Could you reproduce every line of the data below, character for character?

[start Records for the task]

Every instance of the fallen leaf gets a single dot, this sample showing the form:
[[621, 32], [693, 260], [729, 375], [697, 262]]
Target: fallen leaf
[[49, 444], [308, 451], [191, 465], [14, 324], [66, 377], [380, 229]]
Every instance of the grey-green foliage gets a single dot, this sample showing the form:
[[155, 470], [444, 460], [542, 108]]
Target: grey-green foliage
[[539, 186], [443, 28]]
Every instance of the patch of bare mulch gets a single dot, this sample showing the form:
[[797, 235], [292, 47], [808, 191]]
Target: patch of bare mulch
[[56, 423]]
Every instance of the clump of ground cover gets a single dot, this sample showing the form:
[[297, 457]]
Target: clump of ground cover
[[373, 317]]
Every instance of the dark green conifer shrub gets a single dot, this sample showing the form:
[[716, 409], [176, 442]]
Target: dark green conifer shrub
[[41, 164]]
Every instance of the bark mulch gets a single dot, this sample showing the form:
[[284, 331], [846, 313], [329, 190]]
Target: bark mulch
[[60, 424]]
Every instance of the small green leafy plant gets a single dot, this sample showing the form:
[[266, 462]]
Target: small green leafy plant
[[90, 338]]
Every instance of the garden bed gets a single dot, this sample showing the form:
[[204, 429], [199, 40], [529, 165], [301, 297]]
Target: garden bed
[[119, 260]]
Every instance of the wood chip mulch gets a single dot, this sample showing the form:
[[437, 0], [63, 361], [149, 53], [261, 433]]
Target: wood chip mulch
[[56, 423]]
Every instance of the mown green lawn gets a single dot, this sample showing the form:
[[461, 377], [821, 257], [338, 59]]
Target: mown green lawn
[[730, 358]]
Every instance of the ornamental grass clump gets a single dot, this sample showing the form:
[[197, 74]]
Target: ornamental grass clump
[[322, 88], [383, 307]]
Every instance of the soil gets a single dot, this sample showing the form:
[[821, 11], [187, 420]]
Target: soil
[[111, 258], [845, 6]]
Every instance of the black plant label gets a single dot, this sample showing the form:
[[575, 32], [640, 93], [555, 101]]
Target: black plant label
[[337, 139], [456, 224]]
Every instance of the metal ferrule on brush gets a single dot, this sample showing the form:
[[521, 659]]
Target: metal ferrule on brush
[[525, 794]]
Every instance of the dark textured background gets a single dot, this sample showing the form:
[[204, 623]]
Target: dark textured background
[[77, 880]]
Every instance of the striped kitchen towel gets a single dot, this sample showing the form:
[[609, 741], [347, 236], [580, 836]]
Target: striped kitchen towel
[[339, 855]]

[end Records for the task]

> _Answer to the task_
Every instance of the fallen leaf gets a single dot, this sample showing the form:
[[621, 32], [693, 260], [729, 375], [697, 262]]
Target: fallen leaf
[[49, 444], [308, 451], [191, 465], [14, 324], [66, 377], [380, 229]]
Every instance of the grey-green foliage gets a single dot, this sample showing the form:
[[155, 470], [444, 460], [542, 108]]
Target: grey-green foliage
[[539, 186], [443, 28]]
Every instance of the patch of bare mulch gets a single dot, this sample showing the form:
[[797, 235], [292, 47], [808, 191]]
Target: patch of bare mulch
[[56, 423]]
Every instance of the clump of ground cover gets a single dot, this sample showing the form:
[[297, 457]]
Target: clump of ground cover
[[373, 317]]
Every instance of the dark green conifer shrub gets a single dot, this sample showing the form:
[[716, 409], [176, 442]]
Target: dark green conifer shrub
[[41, 164]]
Every instance of the bark mulch gets a single dot, this sample showing the form:
[[284, 331], [846, 313], [329, 190]]
Target: bark mulch
[[60, 424]]
Every instance of the small green leafy plant gets a single dot, this sample showing the form:
[[266, 462]]
Target: small green leafy plant
[[90, 338]]
Every instance of the garden bed gets a single dot, this sample showing the form:
[[204, 429], [199, 40], [529, 165], [301, 297]]
Target: garden bed
[[119, 260]]
Every instance of the wood chip mulch gets a single dot, this sample showing the form:
[[437, 0], [63, 361], [149, 53], [261, 433]]
Target: wood chip mulch
[[56, 423]]
Every instance of the mown green lawn gets a single dot, this sample showing the form:
[[461, 377], [821, 257], [338, 59]]
Target: mown green lawn
[[730, 358]]
Every instance of the ornamental grass clump gets a single dot, this sample showing the form:
[[197, 74]]
Target: ornamental grass clump
[[322, 88], [383, 307]]
Every instance of the soil gets a single dot, this sample showing the form:
[[821, 11], [187, 420]]
Target: soil
[[111, 258], [845, 6]]
Every instance of the black plant label gets a single dot, this sample showing the form:
[[575, 32], [640, 93], [555, 101]]
Target: black plant label
[[337, 139], [456, 224]]
Every instance of the metal ferrule on brush gets a single dot, this sample showing the form:
[[521, 659]]
Target: metal ferrule on brush
[[525, 794]]
Every instance of the dark textured background gets a single dot, this sample showing the form:
[[204, 623]]
Target: dark textured background
[[77, 880]]
Every instance of the striped kitchen towel gets a single dot, this sample showing the form:
[[609, 741], [347, 236], [580, 836]]
Target: striped kitchen towel
[[339, 855]]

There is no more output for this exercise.